**WHAT YOU NEED TO DO:** In the article on managing horse sweat, why does it caution against frequent washing with standard shampoo? Explain in one to three sentences.

**EXCERPT PROVIDED:**
A summer problem – but one that can be seen all year round

In the warmer months, horses who are exercised are as a minimum likely to sweat beneath their tack; we’ve all seen sweaty saddle and girth patches as well as wet marks over the poll and under the noseband. While it can happen at any time of year with fast work, in the summer even routine or slow hacking can result in a sweat up. It’s common too, for a full body sweat to ensue, and especially in the nooks and crannies, such as behind the elbow and between the hind legs. Sweat is a sticky combination of water and electrolytes and problems arise when it is left to linger. A build-up of sweat can not only cause sores within these areas, but it also becomes the perfect breeding ground for bacterial and fungal infections. Well then, what is to be done about it? For super sweaty equids we recommend a two-step approach.

The post-ride rinse-off

This gas become a strangely controversial topic with fears that dowsing a horse in water will actually retain body heat by creating some sort of thermal barrier. Fear not. A short period of constant washing with cool – or even cold – water will indeed help reduce body temperature and will also help wash off sweat residue which can otherwise cause problems.

It is valuable to scrape excess water off the horse as soon as the rinse is complete, though, and scraping will also aid the removal of sweat residue.

Use a body wash

Next, consider the use of a solution such as Equine America Fungatrol No-Rinse Body Wash, formulated with anti-fungal and anti-bacterial properties to keep your horse’s coat in good, clean condition. Essential oils and natural ingredients will keep both coat and skin from drying out, whilst leaving your horse smelling clean and fresh. The leave-in nature of this product makes it especially convenient, and the protective properties remain in situ.

How about shampoo, won’t a good scrub with standard shampoo wash away the sweat better?

The trouble is that your average shampoo is generally designed to work on hard-to-remove grease and dirt. This is very helpful for occasional use, however, overuse of these of these products may dry out the natural oils in your horse’s coat and skin, causing itching and irritation. This in turn can reduce their defence against sores and other skin problems.

Check and clean!

Another important part of equine summer husbandry is to check saddlecloths and girths after each ride. Sweat, dirt and hair build up under these things and can lead to sores if not washed between rides. The saddle area is where the greatest pressure is applied to a horse when ridden, so any matter beneath the saddlecloth can very quickly cause problems. The same is true for boots and bandages. The coat covering the legs can be lighter, and therefore the skin beneath more is vulnerable and prone to sores. It is imperative that any build-up of sweat and dirt is removed after each ride. It is also wise to clean boots and bandages should they become contaminated with sweat and grime.

Don’t forget to top up on electrolytes

One other consideration for riding in the warmer months, or for horses regularly sweating at any time of the year for that matter, is electrolyte replacement. As mentioned above, electrolytes are lost through sweating; electrolytes are key components to a horse’s physiology, helping to regulate fluid balance, aiding digestion, and promoting muscle contraction and nerve function. Losing too much of these substances can result in muscle aches and weakness, lethargy, and weight loss through reduced appetite. There are good quality, easy-to-use replacement supplements such as Synovium Electrolytes Q which will help ensure that your horse stays hydrated, healthy and at peak performance.

Whatever your plans, we wish you happy horsing this summer!

**EXCERPTED DATA:**
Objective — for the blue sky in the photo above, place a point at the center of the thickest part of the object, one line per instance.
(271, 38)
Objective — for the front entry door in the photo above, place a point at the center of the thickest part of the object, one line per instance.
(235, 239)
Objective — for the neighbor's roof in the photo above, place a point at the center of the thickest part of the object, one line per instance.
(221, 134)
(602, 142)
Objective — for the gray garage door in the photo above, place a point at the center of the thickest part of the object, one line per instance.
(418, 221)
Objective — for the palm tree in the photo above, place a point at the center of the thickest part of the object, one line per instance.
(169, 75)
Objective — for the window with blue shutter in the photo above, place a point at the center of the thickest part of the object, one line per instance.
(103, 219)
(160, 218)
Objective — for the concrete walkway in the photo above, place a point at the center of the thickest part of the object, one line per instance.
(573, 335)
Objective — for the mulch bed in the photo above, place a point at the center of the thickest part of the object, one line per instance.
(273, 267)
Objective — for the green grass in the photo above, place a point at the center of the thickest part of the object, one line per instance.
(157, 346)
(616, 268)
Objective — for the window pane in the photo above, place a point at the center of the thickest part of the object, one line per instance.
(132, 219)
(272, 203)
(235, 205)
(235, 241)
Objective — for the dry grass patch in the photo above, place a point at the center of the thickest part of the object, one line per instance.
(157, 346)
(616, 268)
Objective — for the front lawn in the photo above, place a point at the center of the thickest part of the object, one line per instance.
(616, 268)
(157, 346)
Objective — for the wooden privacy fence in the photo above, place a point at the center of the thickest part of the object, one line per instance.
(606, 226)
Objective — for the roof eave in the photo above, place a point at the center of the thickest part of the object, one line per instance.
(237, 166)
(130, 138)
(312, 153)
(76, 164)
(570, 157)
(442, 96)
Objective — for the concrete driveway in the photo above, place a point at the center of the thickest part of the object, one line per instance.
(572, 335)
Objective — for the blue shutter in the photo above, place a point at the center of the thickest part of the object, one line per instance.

**YOUR SOLUTION:** Standard shampoo is generally designed to remove hard-to-shift grease and dirt, so overusing it may dry out the natural oils in a horse's coat and skin and cause itching and irritation. That in turn can weaken the horse's defense against sores and other skin problems.